Stated problem: Retype the lines below word for word, leaving out the pictures.

■ ■ ■ ■

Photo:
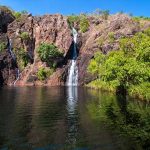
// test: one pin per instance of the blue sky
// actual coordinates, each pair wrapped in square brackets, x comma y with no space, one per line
[66,7]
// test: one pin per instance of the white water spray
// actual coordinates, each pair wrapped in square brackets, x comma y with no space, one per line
[73,71]
[14,58]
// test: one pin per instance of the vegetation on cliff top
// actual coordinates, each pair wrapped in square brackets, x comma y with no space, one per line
[82,20]
[48,53]
[128,68]
[44,73]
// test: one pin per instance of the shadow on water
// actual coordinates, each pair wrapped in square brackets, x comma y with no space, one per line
[71,118]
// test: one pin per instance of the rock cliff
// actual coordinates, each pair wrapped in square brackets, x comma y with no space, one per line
[102,35]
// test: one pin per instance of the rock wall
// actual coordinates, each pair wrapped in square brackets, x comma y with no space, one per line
[55,29]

■ ■ ■ ■

Task output:
Photo:
// test: one pin per instance of the blue sky
// actual coordinates, each pair wrapped in square brackets, x comma y with no space, one per line
[66,7]
// test: one pin per instance of the white water spray
// actual coordinates, each pair wrapped in square brackets, x comma y with no space, one per line
[73,71]
[14,58]
// test: one pin per instance of the vegetation on cliff top
// actual coordinates, each pair wrapped in square brackets, x comma y with no space, one per line
[82,20]
[48,53]
[128,68]
[44,73]
// test: one pin per instance of the shadow on water
// actual coordinates, each pair wrapped in square brackets, x comma y with no space, one per line
[71,118]
// test: one pin per instance of the rock cliff
// actual coordinates, each pair wrapped in square brackets, x comma y with no space, one per line
[102,35]
// test: one pin per instance of the rock wall
// actual coordinates, each pair wrapped in square brackets, x comma y with no space, one per line
[55,29]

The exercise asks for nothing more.